### PROBLEM TO SOLVE
Please reproduce, word for word, the lines starting at the one containing "image shown below." and ending at the one containing "[[[493,257],[492,2],[451,3],[450,171],[475,210]]]", both included. Leave the pictures out of your answer.

Items from a data source:

________________________________________

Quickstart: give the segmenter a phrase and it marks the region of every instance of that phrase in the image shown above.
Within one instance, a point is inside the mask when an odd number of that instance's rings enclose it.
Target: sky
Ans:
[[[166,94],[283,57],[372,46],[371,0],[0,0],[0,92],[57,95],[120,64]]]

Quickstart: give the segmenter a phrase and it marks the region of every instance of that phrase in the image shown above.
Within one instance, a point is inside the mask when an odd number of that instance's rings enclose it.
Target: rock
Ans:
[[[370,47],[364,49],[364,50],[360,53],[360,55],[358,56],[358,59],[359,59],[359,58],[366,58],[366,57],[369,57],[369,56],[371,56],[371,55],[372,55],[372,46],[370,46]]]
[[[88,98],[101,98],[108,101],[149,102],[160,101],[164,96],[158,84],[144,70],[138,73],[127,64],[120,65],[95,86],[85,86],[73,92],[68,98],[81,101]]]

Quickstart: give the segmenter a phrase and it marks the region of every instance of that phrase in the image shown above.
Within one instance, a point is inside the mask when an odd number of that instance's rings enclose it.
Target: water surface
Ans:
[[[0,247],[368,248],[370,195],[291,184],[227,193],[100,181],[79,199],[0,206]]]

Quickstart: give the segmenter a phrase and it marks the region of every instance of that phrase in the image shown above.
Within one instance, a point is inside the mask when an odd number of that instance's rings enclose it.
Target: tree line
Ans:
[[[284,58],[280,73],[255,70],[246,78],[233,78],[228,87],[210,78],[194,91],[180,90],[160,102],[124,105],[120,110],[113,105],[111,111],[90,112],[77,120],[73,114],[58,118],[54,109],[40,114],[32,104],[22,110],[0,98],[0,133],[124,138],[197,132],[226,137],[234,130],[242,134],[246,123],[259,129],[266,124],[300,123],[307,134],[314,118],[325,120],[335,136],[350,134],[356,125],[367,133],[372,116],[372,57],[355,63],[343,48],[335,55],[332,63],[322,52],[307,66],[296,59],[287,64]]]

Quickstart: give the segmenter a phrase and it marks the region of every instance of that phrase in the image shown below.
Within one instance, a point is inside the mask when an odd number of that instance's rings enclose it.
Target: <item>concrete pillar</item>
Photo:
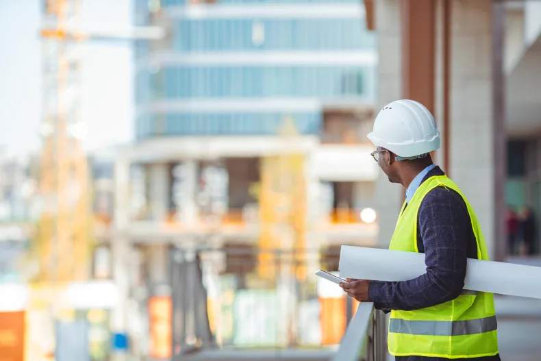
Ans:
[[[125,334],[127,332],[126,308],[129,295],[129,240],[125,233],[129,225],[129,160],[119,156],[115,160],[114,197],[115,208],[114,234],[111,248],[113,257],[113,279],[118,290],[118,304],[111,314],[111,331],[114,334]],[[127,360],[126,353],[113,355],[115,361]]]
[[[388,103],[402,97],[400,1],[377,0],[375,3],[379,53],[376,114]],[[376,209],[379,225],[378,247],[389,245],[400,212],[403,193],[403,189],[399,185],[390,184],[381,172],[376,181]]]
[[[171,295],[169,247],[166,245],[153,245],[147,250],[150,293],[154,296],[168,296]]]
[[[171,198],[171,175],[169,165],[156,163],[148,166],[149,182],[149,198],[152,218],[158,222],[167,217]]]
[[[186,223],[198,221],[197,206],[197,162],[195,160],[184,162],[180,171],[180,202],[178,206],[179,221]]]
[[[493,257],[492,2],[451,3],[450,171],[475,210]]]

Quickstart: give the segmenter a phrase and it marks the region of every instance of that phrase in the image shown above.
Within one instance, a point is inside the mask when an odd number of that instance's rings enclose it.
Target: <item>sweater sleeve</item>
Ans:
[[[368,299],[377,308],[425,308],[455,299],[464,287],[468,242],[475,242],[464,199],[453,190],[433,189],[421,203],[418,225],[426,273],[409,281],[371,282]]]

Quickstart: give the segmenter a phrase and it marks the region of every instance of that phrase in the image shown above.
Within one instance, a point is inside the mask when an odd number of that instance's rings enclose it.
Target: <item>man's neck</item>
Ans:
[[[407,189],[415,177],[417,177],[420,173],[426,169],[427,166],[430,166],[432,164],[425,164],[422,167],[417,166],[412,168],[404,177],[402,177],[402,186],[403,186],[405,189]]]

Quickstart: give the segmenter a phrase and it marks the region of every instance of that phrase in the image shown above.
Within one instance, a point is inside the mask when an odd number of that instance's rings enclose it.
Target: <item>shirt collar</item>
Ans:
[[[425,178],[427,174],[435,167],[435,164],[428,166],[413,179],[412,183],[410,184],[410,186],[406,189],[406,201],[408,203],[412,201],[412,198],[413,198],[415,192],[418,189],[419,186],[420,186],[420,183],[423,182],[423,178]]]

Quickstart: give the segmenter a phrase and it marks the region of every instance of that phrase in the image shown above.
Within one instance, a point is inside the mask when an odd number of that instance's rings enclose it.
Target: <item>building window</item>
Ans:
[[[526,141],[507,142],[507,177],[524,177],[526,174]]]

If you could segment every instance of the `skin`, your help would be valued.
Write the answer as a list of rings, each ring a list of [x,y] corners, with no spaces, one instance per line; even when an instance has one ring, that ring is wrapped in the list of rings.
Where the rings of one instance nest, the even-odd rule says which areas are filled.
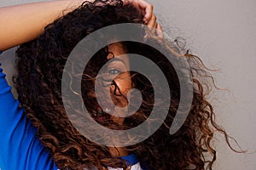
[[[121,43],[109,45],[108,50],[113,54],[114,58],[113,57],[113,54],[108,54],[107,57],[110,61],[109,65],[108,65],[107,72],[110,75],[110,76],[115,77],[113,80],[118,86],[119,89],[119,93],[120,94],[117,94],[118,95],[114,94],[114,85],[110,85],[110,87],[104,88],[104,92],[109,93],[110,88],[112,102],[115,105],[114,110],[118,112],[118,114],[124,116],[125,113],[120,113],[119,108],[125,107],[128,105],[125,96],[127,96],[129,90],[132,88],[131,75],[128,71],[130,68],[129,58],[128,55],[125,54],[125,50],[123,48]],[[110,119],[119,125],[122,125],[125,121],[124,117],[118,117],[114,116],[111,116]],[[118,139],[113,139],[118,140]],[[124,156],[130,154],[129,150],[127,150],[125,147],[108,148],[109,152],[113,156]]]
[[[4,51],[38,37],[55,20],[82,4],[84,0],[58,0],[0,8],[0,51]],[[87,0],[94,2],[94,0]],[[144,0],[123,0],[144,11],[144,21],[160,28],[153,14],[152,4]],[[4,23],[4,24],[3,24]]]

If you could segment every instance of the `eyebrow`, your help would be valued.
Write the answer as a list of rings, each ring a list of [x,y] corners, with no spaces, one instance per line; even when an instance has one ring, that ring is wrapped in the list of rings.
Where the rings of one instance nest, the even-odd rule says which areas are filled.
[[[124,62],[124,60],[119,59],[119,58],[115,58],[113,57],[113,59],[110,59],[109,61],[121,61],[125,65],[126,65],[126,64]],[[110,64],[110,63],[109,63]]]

________________________________________

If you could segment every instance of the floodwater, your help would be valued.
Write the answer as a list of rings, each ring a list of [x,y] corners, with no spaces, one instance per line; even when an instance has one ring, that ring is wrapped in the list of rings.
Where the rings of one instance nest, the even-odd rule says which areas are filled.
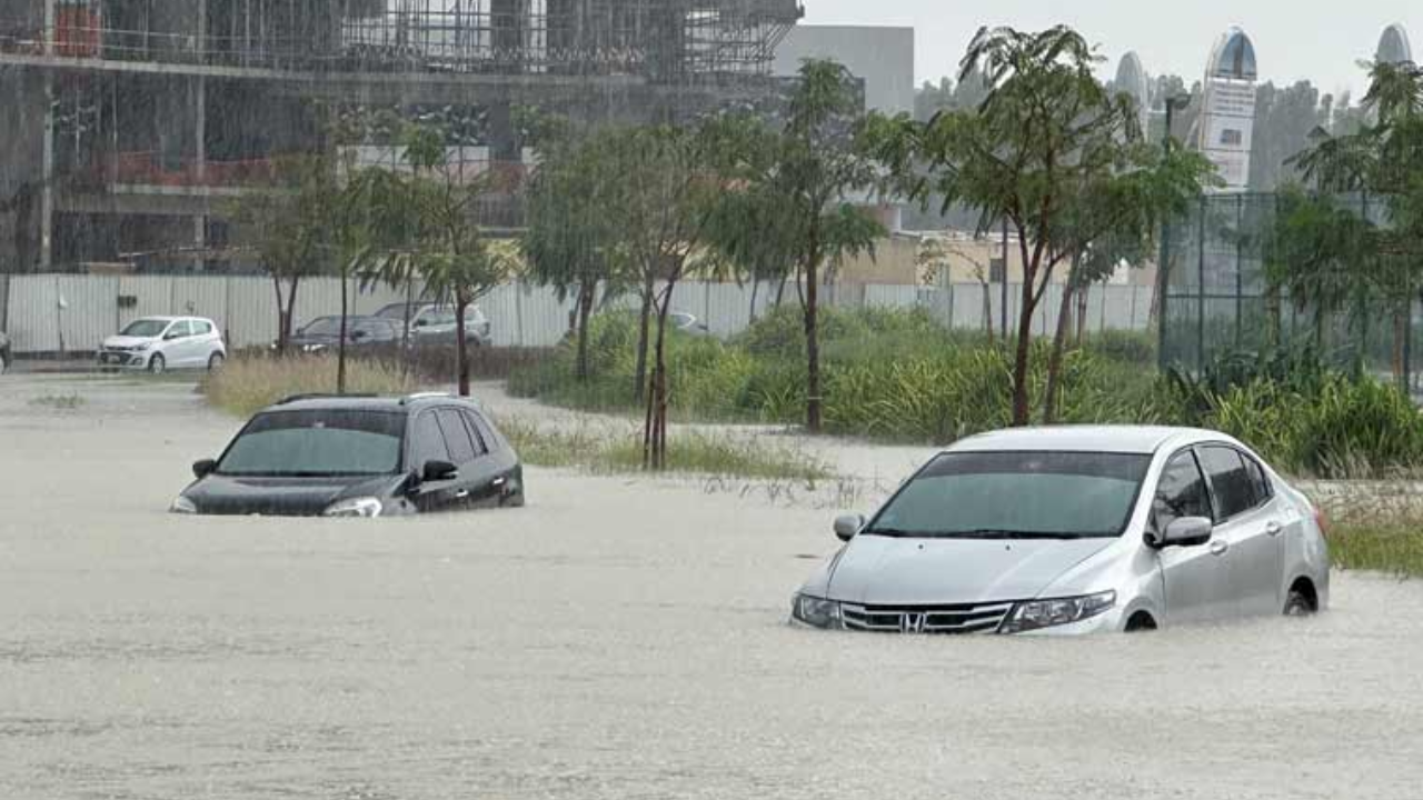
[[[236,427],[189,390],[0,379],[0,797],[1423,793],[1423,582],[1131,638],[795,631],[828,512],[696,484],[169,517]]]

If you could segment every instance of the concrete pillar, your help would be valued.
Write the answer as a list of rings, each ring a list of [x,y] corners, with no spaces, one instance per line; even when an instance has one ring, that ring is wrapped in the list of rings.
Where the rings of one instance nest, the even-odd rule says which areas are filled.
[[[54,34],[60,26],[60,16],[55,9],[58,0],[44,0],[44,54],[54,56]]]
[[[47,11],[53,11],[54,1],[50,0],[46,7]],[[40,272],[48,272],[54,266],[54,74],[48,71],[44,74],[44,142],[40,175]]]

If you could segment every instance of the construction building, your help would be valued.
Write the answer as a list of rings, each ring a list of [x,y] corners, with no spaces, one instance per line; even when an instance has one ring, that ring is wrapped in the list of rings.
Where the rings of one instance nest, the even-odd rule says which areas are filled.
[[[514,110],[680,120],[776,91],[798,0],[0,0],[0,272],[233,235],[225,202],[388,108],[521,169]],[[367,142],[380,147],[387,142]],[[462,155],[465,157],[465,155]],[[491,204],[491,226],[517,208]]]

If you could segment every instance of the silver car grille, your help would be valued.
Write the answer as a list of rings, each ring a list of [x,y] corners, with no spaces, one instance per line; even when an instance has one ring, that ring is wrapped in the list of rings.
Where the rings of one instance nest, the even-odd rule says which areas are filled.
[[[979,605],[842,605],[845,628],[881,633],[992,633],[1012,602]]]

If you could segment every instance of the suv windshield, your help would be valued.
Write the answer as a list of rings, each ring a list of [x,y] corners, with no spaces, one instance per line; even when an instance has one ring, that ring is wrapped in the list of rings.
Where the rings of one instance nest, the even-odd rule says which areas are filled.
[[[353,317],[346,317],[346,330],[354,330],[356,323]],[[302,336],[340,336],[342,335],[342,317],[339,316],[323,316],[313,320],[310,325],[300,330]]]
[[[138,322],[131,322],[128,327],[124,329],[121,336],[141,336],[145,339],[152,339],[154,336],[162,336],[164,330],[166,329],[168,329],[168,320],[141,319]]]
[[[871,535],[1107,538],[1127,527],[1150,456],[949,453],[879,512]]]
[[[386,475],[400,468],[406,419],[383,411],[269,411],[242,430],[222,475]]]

________________________________________

### OUTPUT BELOW
Quickstart: give the segmenter a phrase and it marks the region of every instance of that phrase in the image shown below.
Within one instance, a point is inside the mask when an odd number of that instance's rings enclose it.
Target: <item>concrete pillar</item>
Photo:
Ans:
[[[125,334],[127,332],[126,308],[129,295],[129,240],[125,233],[129,225],[129,160],[119,156],[115,160],[114,197],[115,208],[114,234],[111,248],[113,257],[113,279],[118,290],[118,304],[111,314],[111,331],[114,334]],[[127,360],[126,353],[113,355],[115,361]]]
[[[388,103],[402,97],[400,1],[377,0],[375,3],[379,53],[376,114]],[[376,209],[379,225],[378,247],[389,245],[400,212],[403,193],[403,189],[399,185],[390,184],[381,172],[376,181]]]
[[[171,295],[169,247],[166,245],[153,245],[147,250],[150,293],[154,296],[168,296]]]
[[[171,198],[171,175],[169,165],[156,163],[148,166],[149,182],[149,198],[152,218],[158,222],[167,217]]]
[[[186,223],[198,221],[197,206],[197,162],[195,160],[184,162],[180,171],[180,202],[178,206],[179,221]]]
[[[493,257],[492,2],[451,3],[450,171],[475,210]]]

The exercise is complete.